==== Selection ====

By Alastair Kinghorn
May 13, 2014
One of the bugbears of modern society in Britain was the overly paternalistic attitude towards Health and Safety. To my mind, reared as it was on the heaving decks of merchant navy ships in the 1960`s, it has taken away a sense of self-responsibility and replaced it with a labyrinthine network of legislation, inspectors and method-statements. Remove the individual’s habit of having to think for himself and you enter a world of automatons: programmed to perform, and soon unable to think the unthinkable, that is, what if the method statement is wrong?” The image of a crowd plunging like Lemmings over a cliff where someone has inadvertently replaced the `Keep Away` sign with Step this way, was firmly fixed in my mind.
Those cares were soon to be replaced by other more immediate concerns when I closed a chapter of my life by departing British shores in order to begin an adventurous one in Brazil. You only have to attempt to walk down a street here in order to realise that a Brazilian adventure can very easily become a misadventure.
No, I am not referring to being assaulted, kidnapped, raped, murdered or becoming the victim of a hit-and-run traffic accident – although all of those fates are possible and in some areas depressingly probable. Dangers here come in many forms, some of which are much more prosaic and unexpected than others, and it is for that reason that I have chosen to write about them today.
Be warned, those of you who have been led to believe that pavements should be smooth and even with no tripping hazards more than 25mm in height! In Brazil it is perfectly possible to disappear into a pothole, find your way completely blocked, thus forcing you to step into traffic, or to enter an area beneath overhead activity involving heavy weights being swung precariously from equipment that would dazzle the eyes of a health and safety inspector with the profusion of its dangers.
I shall leave the subject of food hygiene for another day and march on to the little park, where children might expect to play without a care for anything other than the simple pleasures of childhood. Only to find the area thick with weeds which conceal broken glass, sharps and a variety of hazards associated with Brazilian wildlife. The equipment is, needless to say, “perigoso”.

==== Information supplied ====

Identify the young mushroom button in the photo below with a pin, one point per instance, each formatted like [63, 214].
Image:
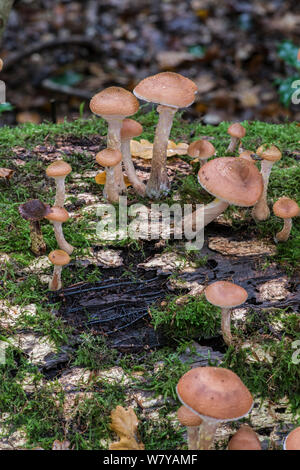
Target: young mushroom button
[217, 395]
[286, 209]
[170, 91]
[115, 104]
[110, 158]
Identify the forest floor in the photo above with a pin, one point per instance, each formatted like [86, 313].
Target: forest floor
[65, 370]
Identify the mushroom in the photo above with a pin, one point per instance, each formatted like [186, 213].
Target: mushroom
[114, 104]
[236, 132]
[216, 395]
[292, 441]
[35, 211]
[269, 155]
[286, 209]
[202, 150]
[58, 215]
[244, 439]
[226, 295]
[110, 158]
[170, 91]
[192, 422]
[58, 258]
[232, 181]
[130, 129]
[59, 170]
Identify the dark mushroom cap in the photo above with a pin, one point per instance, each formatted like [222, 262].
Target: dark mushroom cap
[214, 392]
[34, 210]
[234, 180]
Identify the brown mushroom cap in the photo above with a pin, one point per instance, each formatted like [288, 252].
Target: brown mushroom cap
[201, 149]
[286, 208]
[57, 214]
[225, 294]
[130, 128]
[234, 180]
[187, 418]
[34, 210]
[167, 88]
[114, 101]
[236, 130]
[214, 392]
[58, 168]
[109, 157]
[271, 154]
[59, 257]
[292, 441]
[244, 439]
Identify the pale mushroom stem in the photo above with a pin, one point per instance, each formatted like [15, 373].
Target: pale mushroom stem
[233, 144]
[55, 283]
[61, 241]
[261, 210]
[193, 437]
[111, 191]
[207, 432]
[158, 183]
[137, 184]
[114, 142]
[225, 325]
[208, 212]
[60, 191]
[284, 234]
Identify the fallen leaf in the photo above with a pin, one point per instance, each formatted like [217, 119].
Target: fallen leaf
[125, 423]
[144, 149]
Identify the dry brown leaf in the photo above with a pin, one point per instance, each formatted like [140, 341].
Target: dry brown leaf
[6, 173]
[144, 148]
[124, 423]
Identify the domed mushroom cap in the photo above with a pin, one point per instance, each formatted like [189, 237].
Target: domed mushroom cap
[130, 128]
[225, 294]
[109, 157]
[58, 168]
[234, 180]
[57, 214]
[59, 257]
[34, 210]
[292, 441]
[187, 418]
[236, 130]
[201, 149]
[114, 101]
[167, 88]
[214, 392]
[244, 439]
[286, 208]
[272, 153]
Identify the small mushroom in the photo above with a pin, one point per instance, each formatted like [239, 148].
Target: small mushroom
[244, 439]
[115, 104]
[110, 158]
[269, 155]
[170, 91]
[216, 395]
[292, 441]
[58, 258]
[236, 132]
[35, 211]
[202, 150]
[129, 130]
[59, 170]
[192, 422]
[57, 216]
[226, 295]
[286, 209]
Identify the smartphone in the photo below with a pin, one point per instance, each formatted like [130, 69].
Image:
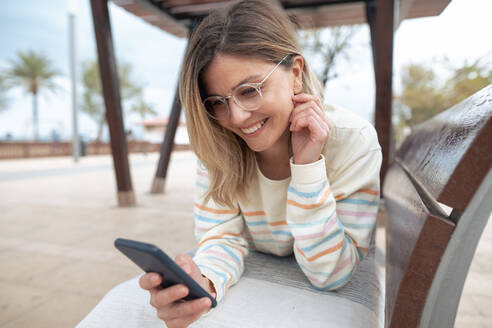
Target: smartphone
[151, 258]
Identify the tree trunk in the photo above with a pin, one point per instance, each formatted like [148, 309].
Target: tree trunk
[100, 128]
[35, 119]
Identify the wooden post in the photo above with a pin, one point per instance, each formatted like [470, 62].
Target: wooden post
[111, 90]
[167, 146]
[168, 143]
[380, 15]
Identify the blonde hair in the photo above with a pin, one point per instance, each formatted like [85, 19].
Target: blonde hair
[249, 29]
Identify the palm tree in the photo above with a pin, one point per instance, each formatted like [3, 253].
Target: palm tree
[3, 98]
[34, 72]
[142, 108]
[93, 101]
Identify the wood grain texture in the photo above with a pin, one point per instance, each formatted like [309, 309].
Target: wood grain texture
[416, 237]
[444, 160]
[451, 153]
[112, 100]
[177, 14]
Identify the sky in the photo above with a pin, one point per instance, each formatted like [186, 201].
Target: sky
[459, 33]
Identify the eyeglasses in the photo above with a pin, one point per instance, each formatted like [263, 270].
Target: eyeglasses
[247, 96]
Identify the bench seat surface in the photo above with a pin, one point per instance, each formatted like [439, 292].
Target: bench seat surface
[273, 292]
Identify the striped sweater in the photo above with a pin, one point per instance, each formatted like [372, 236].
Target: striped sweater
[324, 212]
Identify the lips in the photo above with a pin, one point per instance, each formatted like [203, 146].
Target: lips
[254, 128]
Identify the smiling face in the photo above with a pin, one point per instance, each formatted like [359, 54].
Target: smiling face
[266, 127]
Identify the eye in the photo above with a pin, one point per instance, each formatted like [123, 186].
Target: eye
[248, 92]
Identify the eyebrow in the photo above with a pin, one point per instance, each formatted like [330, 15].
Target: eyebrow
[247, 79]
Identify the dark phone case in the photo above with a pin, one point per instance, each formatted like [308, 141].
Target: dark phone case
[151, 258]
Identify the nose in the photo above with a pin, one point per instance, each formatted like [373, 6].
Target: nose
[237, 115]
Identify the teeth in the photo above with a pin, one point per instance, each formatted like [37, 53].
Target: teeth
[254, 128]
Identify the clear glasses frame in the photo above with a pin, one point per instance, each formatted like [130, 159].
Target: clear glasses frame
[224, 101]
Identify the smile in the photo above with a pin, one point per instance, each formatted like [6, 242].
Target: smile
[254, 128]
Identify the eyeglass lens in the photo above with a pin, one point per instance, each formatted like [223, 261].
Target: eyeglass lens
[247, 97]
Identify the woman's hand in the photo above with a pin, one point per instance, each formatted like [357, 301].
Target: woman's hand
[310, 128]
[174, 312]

====

* **Direction**:
In the essay about everyday dangers in Brazil, what is the maximum height for pavement tripping hazards that readers have supposedly been led to expect?

* **Full output**:
No more than 25mm.